— Start of DOCUMENT —
This text of People v. Araujo CA4/1 (People v. Araujo CA4/1) is published on Counsel Stack Legal Research, covering California Court of Appeal primary law. Counsel Stack provides free access to over 12 million legal documents including statutes, case law, regulations, and constitutions.

Bluebook
People v. Araujo CA4/1, (Cal. Ct. App. 2025).

Opinion

Filed 3/17/25 P. v. Araujo CA4/1 NOT TO BE PUBLISHED IN OFFICIAL REPORTS California Rules of Court, rule 8.1115(a), prohibits courts and parties from citing or relying on opinions not certified for publication or ordered published, except as specified by rule 8.1115(b). This opinion has not been certified for publication or ordered published for purposes of rule 8.1115.

COURT OF APPEAL, FOURTH APPELLATE DISTRICT

DIVISION ONE

STATE OF CALIFORNIA

THE PEOPLE, D081682

Plaintiff and Respondent,

v. (Super. Ct. No. SCD291755)

RAFAEL MENDES ARAUJO,

Defendant and Appellant.

APPEAL from an order of the Superior Court of San Diego County, Aaron H. Katz, Judge. Affirmed. George L. Schraer, under appointment by the Court of Appeal, for Defendant and Appellant. Rob Bonta, Attorney General, Lance E. Winters, Chief Assistant Attorney General, Charles C. Ragland, Assistant Attorney General, Arlene A. Sevidal, and Jon S. Tangonan, Deputy Attorneys General, for Plaintiff and Respondent.
— End of DOCUMENT —
WRITTEN TASKS:
1. According to the Araujo opinion, which county's Superior Court issued the order being appealed?
2. Copy out everything in the Araujo opinion from "APPEAL from an" down to "Plaintiff and Respondent.".
None of the entries are required for this work.
— Start of SUPPLIED DATA —
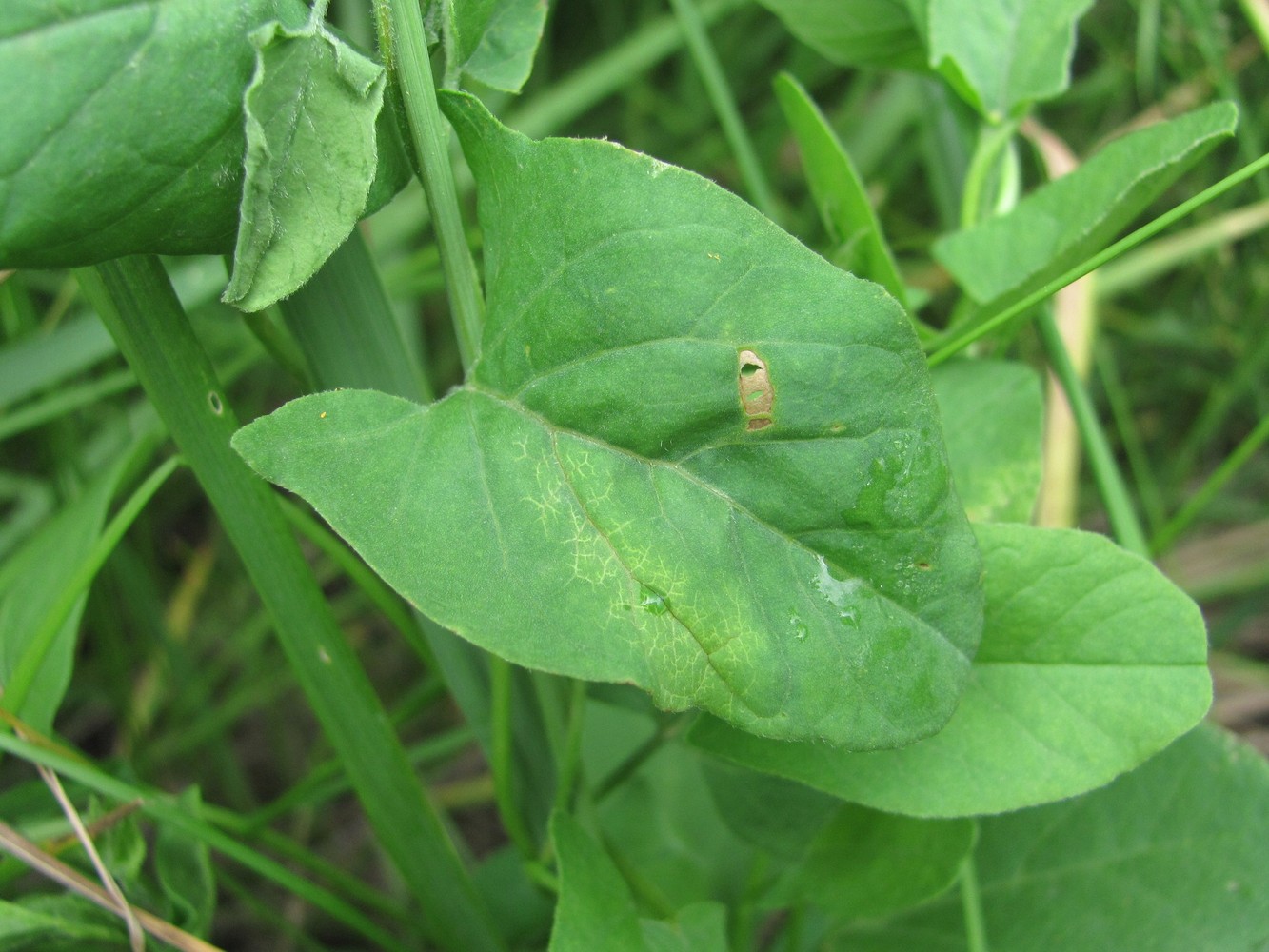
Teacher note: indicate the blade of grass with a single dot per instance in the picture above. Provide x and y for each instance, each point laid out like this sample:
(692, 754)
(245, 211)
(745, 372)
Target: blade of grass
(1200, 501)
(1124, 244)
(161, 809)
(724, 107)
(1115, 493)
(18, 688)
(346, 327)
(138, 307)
— End of SUPPLIED DATA —
SOLUTION LIST:
1. San Diego County

2.
APPEAL from an order of the Superior Court of San Diego County, Aaron H. Katz, Judge. Affirmed. George L. Schraer, under appointment by the Court of Appeal, for Defendant and Appellant. Rob Bonta, Attorney General, Lance E. Winters, Chief Assistant Attorney General, Charles C. Ragland, Assistant Attorney General, Arlene A. Sevidal, and Jon S. Tangonan, Deputy Attorneys General, for Plaintiff and Respondent.